SÉRIE D'EXERCICES:
A. D'après le texte fourni, comment les autorités doivent-elles présenter la situation sécuritaire ?
B. Recopiez le passage du texte fourni qui commence aux mots « Est-ce que cette » et s'arrête après les mots « en compte ? ».

TEXTE FOURNI:
---------------
Le désengagement de Barkhane au Mali intervient alors que le Burkina connaît une instabilité politique avec des autorités militaires qui ne sont pas encore bien installées. Pour l’expert et chercheur sur les questions d’extrémisme violent et de radicalisation, les nouvelles autorités burkinabè doivent vite se positionner sur cette question afin de tirer une meilleure partie de la situation. Mahamadou Savadogo dans la deuxième partie de cette interview, les invite à tenir un langage de vérité vis-à-vis de leurs partenaires et à l’endroit des burkinabè.
Est-ce que cette situation ne tombe pas mal pour le Burkina qui cherche encore ses marques au lendemain du coup d’Etat ?
Vous avez tout à fait raison, c’est bien vu. Je dirai que si cette situation étaient intervenue deux mois après, on aurait déjà trouvé nos marques, mis en place une stratégie et des plans. Comme l’a dit le président Damiba, c’est dans l’adversité que nous devons nous surpasser.
Nous devons tout faire pour trouver des stratégies pour atteindre nos objectifs tout en nous adaptant à la situation. Nous sommes dans une situation inconfortable et nous dévons être à même de transformer cette situation en force pour atteindre nos objectifs.
L’opinion publique est de plus en plus regardante sur les partenaires dans la lutte contre le terrorisme. Est-ce une donne à prendre en compte ?
Oui c’est une donne importante et même la plus importante donne. Mais elle n’est pas insurmontable pour peu que les autorités soient ouvertes, honnêtes avec la population. Il va falloir expliquer les enjeux. Nos autorités doivent présenter la situation sécuritaire comme elle est, c’est-à-dire très dégradée avec une situation humanitaire catastrophique.
Il faut dire à l’opinion publique que le Burkina ne peut pas à lui seul faire face à l’hydre terroriste et n’a pas les capacités logistiques nécessaires pour engager cette lutte tout seul, il va donc falloir des partenaires, pas seulement avec la France.
---------------
DONNÉES FOURNIES:
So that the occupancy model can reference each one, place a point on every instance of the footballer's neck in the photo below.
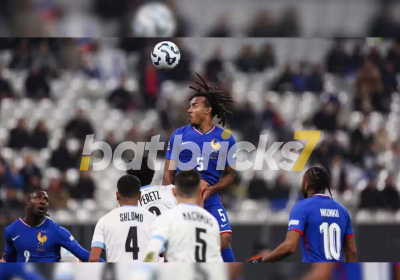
(128, 202)
(205, 126)
(183, 200)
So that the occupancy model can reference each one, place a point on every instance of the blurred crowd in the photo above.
(362, 156)
(105, 18)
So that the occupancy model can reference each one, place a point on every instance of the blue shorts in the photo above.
(219, 212)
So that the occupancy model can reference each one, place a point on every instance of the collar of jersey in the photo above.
(145, 187)
(201, 133)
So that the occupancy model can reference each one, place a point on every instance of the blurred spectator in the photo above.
(22, 56)
(356, 60)
(315, 81)
(5, 87)
(337, 59)
(300, 79)
(222, 27)
(390, 195)
(271, 120)
(264, 25)
(120, 98)
(368, 84)
(289, 25)
(36, 85)
(384, 25)
(44, 60)
(284, 81)
(214, 66)
(279, 195)
(257, 188)
(182, 72)
(84, 188)
(247, 60)
(370, 197)
(394, 56)
(71, 54)
(375, 57)
(389, 79)
(31, 174)
(79, 126)
(326, 117)
(338, 174)
(61, 157)
(39, 137)
(19, 136)
(266, 58)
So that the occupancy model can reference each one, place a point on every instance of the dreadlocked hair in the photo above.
(319, 179)
(215, 98)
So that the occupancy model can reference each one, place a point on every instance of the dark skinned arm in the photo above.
(284, 250)
(95, 254)
(349, 249)
(169, 174)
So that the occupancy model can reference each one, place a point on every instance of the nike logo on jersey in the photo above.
(15, 238)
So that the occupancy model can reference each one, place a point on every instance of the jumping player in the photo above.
(204, 106)
(154, 198)
(37, 238)
(322, 225)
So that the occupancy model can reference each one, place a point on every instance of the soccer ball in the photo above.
(165, 55)
(154, 20)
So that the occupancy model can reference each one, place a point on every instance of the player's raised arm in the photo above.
(349, 248)
(68, 242)
(11, 253)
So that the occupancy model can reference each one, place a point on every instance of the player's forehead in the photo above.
(39, 194)
(197, 100)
---------------
CORRIGÉ DES EXERCICES:
A. Comme elle est, c'est-à-dire très dégradée, avec une situation humanitaire catastrophique.

B.
Est-ce que cette situation ne tombe pas mal pour le Burkina qui cherche encore ses marques au lendemain du coup d’Etat ?
Vous avez tout à fait raison, c’est bien vu. Je dirai que si cette situation étaient intervenue deux mois après, on aurait déjà trouvé nos marques, mis en place une stratégie et des plans. Comme l’a dit le président Damiba, c’est dans l’adversité que nous devons nous surpasser.
Nous devons tout faire pour trouver des stratégies pour atteindre nos objectifs tout en nous adaptant à la situation. Nous sommes dans une situation inconfortable et nous dévons être à même de transformer cette situation en force pour atteindre nos objectifs.
L’opinion publique est de plus en plus regardante sur les partenaires dans la lutte contre le terrorisme. Est-ce une donne à prendre en compte ?